• _GOAL OF THE EXERCISE_: Would you transcribe all of the data exactly, down to the last character?

-- RECORD SET start --

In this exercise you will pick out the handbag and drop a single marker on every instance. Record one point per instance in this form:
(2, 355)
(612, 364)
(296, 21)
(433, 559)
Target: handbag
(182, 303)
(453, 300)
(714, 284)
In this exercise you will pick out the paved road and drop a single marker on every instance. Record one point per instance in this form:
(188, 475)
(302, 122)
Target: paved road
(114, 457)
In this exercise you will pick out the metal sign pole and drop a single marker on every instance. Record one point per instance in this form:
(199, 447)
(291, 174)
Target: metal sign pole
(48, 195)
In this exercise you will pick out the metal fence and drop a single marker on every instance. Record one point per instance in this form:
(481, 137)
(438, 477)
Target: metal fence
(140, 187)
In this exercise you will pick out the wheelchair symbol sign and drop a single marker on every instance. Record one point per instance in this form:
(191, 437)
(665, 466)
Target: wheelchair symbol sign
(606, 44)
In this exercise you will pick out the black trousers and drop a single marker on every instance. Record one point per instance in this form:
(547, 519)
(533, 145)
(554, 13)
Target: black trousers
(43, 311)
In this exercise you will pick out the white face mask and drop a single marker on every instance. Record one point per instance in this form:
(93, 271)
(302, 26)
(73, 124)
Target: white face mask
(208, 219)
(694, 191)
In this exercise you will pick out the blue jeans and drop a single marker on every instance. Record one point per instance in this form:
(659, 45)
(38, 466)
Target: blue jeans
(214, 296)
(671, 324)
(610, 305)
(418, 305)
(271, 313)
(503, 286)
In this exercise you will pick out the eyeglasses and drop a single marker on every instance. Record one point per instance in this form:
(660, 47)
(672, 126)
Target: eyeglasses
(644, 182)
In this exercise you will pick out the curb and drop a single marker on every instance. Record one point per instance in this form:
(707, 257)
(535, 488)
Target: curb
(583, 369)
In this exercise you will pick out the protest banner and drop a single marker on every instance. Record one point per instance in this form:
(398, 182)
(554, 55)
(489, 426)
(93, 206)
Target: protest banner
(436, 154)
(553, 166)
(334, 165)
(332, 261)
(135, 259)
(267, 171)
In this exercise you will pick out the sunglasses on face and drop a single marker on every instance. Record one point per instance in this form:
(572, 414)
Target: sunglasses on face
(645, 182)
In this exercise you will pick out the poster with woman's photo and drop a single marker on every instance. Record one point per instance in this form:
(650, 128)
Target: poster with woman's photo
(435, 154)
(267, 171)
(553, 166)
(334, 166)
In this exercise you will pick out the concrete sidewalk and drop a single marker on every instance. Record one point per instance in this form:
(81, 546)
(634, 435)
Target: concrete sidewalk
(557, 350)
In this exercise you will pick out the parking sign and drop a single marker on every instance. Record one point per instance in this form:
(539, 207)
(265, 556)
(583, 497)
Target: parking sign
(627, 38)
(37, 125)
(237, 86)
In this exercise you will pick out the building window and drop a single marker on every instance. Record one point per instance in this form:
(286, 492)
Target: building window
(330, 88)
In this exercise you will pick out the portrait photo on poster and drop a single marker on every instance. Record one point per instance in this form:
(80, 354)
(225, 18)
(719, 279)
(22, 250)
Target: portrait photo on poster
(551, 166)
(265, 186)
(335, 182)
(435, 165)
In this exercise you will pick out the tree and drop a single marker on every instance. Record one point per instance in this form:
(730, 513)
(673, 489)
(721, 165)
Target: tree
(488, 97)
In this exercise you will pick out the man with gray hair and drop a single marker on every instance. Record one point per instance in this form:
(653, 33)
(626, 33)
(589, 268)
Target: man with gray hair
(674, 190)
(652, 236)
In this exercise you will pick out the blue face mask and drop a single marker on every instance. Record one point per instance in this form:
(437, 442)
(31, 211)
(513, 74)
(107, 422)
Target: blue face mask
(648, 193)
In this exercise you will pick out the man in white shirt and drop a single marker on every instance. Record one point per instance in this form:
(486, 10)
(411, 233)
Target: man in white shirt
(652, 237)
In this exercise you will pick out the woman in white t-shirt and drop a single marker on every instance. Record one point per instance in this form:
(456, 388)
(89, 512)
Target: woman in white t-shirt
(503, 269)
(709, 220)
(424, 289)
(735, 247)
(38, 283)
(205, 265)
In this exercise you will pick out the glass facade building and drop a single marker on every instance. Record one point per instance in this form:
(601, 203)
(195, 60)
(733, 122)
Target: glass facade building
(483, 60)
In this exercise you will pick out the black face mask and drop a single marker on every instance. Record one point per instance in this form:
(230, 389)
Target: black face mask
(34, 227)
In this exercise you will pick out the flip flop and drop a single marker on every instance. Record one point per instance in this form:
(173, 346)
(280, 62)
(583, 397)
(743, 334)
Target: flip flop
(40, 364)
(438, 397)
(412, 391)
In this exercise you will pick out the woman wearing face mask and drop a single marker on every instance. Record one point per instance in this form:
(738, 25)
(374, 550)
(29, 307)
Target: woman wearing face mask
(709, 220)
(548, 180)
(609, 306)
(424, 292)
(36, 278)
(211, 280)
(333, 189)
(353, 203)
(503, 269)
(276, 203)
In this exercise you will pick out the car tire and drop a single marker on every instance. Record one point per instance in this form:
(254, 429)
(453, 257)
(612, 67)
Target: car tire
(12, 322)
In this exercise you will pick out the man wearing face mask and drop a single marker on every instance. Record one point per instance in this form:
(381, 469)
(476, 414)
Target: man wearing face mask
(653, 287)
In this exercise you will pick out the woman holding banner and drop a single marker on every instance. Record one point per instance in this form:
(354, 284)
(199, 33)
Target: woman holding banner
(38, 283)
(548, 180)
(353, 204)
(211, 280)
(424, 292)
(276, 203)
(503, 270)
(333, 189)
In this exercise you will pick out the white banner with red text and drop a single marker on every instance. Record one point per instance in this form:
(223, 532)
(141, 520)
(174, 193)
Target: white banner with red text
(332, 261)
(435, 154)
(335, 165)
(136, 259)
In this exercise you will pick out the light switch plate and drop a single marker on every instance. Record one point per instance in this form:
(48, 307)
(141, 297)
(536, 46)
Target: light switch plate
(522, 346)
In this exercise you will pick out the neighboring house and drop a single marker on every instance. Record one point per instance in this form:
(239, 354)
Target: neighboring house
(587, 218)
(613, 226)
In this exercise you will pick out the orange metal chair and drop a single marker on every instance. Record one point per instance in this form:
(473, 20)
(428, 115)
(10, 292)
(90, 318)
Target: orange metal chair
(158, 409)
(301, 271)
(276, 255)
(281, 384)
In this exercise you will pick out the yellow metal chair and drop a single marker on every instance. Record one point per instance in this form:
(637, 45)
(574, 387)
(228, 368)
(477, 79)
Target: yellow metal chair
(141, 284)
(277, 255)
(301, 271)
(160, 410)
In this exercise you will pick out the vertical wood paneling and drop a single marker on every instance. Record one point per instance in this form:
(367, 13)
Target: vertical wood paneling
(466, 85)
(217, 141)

-- RECORD SET end --

• _EXERCISE ANSWER_:
In this exercise you will pick out the handbag and drop a single marker on every instance. Record one point per instance in this form:
(2, 355)
(612, 364)
(296, 21)
(433, 559)
Target: handbag
(182, 303)
(453, 300)
(714, 284)
In this exercise you will pick out the paved road and drop a single marker on every instance. Record one point per instance in this form:
(188, 475)
(302, 122)
Target: paved road
(114, 457)
In this exercise you will pick out the metal sign pole and drop a single marker on every instance. Record one point per instance in this form:
(199, 447)
(291, 174)
Target: metal sign pole
(48, 195)
In this exercise you will pick out the metal fence and drop a single marker on every instance. Record one point per instance in this form:
(481, 137)
(438, 477)
Target: metal fence
(140, 187)
In this exercise you will pick out the wheelchair symbol sign and drop a single marker on every instance. Record one point per instance in this form:
(191, 437)
(665, 466)
Target: wheelchair symbol sign
(606, 44)
In this exercise you will pick out the black trousers and drop a single marker on every instance. Record one point per instance in this form:
(547, 519)
(533, 145)
(554, 13)
Target: black trousers
(43, 311)
In this exercise you will pick out the white face mask and drop a single marker on every instance. Record one point per instance in this form:
(93, 271)
(302, 26)
(73, 124)
Target: white face mask
(208, 219)
(694, 191)
In this exercise you will pick out the blue jeans and drop a single marker on every instance. Record one point per instance in this form:
(659, 45)
(38, 466)
Target: blue jeans
(214, 296)
(671, 324)
(610, 305)
(418, 305)
(271, 313)
(503, 286)
In this exercise you will pick out the eyeglasses and drop a single marker on every instance. Record one point per instance in this form:
(660, 47)
(672, 126)
Target: eyeglasses
(644, 182)
In this exercise you will pick out the curb and drop a single marker on every instance. Record one point per instance in this form:
(707, 257)
(535, 488)
Target: curb
(583, 369)
In this exercise you will pick out the protest banner and drop a single marker on every instance. Record one point per instance in this form:
(398, 182)
(554, 55)
(489, 426)
(93, 206)
Target: protest banner
(436, 154)
(553, 166)
(334, 165)
(332, 261)
(135, 259)
(267, 171)
In this exercise you will pick out the sunglasses on face and drop a single marker on every instance. Record one point per instance in this form:
(572, 414)
Target: sunglasses on face
(645, 182)
In this exercise you will pick out the poster with woman's photo and drop a single marker on every instance. Record one point per instance in this form:
(650, 128)
Target: poster with woman's photo
(435, 154)
(267, 171)
(553, 166)
(334, 166)
In this exercise you will pick out the concrete sidewalk and drop a single marker on every instance. Record one point per instance in this form:
(81, 546)
(634, 435)
Target: concrete sidewalk
(557, 350)
In this exercise you will pick out the parking sign and drop a single marker on every instance. Record one point per instance in this form:
(539, 207)
(265, 556)
(583, 497)
Target: parking sign
(627, 38)
(37, 125)
(237, 86)
In this exercise you will pick out the building window and drop a single marker on every instance. Record one point per instance in this form:
(286, 492)
Target: building window
(330, 88)
In this exercise you will pick out the portrait photo on poster and drop a single marker on every instance. Record one point per instance in this form:
(80, 354)
(225, 18)
(719, 279)
(22, 250)
Target: portrait photo on poster
(551, 166)
(265, 186)
(335, 182)
(435, 165)
In this exercise you will pick out the tree and drop a single marker on every instance. Record one point per instance in this form:
(730, 513)
(673, 489)
(721, 165)
Target: tree
(488, 97)
In this exercise you will pick out the man with gray hair and drop a single marker on every instance. Record one point per instance in this form:
(653, 33)
(626, 33)
(589, 268)
Target: man with gray hair
(674, 190)
(652, 236)
In this exercise you will pick out the blue face mask and drop a single marker on every instance. Record one point per instance in this form:
(437, 442)
(31, 211)
(513, 74)
(107, 422)
Target: blue face mask
(648, 193)
In this exercise you will pick out the man in white shirt and drop a single marker on every instance. Record one point per instance in this form:
(486, 10)
(411, 233)
Target: man in white shirt
(652, 237)
In this exercise you will pick out the woman in white t-shirt and drop a single marker on every instance. Record one point per instance in this form:
(456, 388)
(89, 512)
Target: woman in white t-shirt
(503, 269)
(709, 220)
(424, 289)
(735, 247)
(38, 283)
(205, 265)
In this exercise you will pick out the glass facade building and drop a single marker on every instance. Record one point per instance in this form:
(601, 203)
(195, 60)
(733, 122)
Target: glass facade building
(483, 60)
In this exercise you will pick out the black face mask and drop a single marker on every instance. Record one point per instance in this form:
(230, 389)
Target: black face mask
(34, 227)
In this exercise you will pick out the flip flop and drop a single marker on every instance. Record one point per instance in this form:
(173, 346)
(280, 62)
(583, 397)
(743, 334)
Target: flip flop
(40, 364)
(438, 397)
(412, 391)
In this exercise you will pick out the woman wearing face mask and drop a single marker on every instance. Record one point per instance in this form:
(738, 25)
(374, 550)
(29, 307)
Target: woman wearing face mask
(709, 220)
(548, 180)
(609, 306)
(424, 292)
(36, 278)
(211, 280)
(333, 189)
(353, 203)
(503, 269)
(276, 203)
In this exercise you will pick out the car tire and drop a single marker on every instance. Record one point per instance in this form:
(254, 429)
(453, 257)
(612, 67)
Target: car tire
(12, 322)
In this exercise you will pick out the man wearing face mask and drop a single marker on every instance. Record one point per instance in this form:
(381, 469)
(476, 414)
Target: man wearing face mask
(653, 287)
In this exercise you will pick out the woman holding banner and drop a single marker on every instance. Record one point per instance in this form:
(354, 284)
(199, 33)
Target: woman holding banner
(38, 283)
(548, 180)
(353, 204)
(211, 280)
(424, 292)
(276, 203)
(503, 270)
(333, 189)
In this exercise you will pick out the white banner with red text and drop a single marker on every instance. Record one point per instance in this form:
(223, 532)
(141, 520)
(174, 193)
Target: white banner with red text
(332, 261)
(435, 154)
(335, 165)
(136, 259)
In this exercise you will pick out the light switch plate and drop a single marker on every instance. Record one point per instance in this form:
(48, 307)
(141, 297)
(536, 46)
Target: light switch plate
(522, 346)
In this exercise you will pick out the neighboring house and drop a single marker on every instance. Record one point per instance in this form:
(239, 354)
Target: neighboring house
(587, 218)
(613, 226)
In this exercise you will pick out the orange metal chair and drop a single marker on every instance. Record one point per instance in this form:
(473, 20)
(428, 115)
(10, 292)
(90, 318)
Target: orange metal chair
(158, 409)
(301, 271)
(276, 255)
(281, 384)
In this exercise you will pick out the yellow metal chair and drop a single marker on every instance. Record one point per instance in this form:
(637, 45)
(574, 387)
(228, 368)
(477, 79)
Target: yellow metal chair
(141, 284)
(277, 255)
(301, 271)
(160, 410)
In this exercise you will pick out the vertical wood paneling and drop a single marker on every instance. Record one point per instance in this form:
(367, 13)
Target: vertical wood paneling
(466, 85)
(217, 141)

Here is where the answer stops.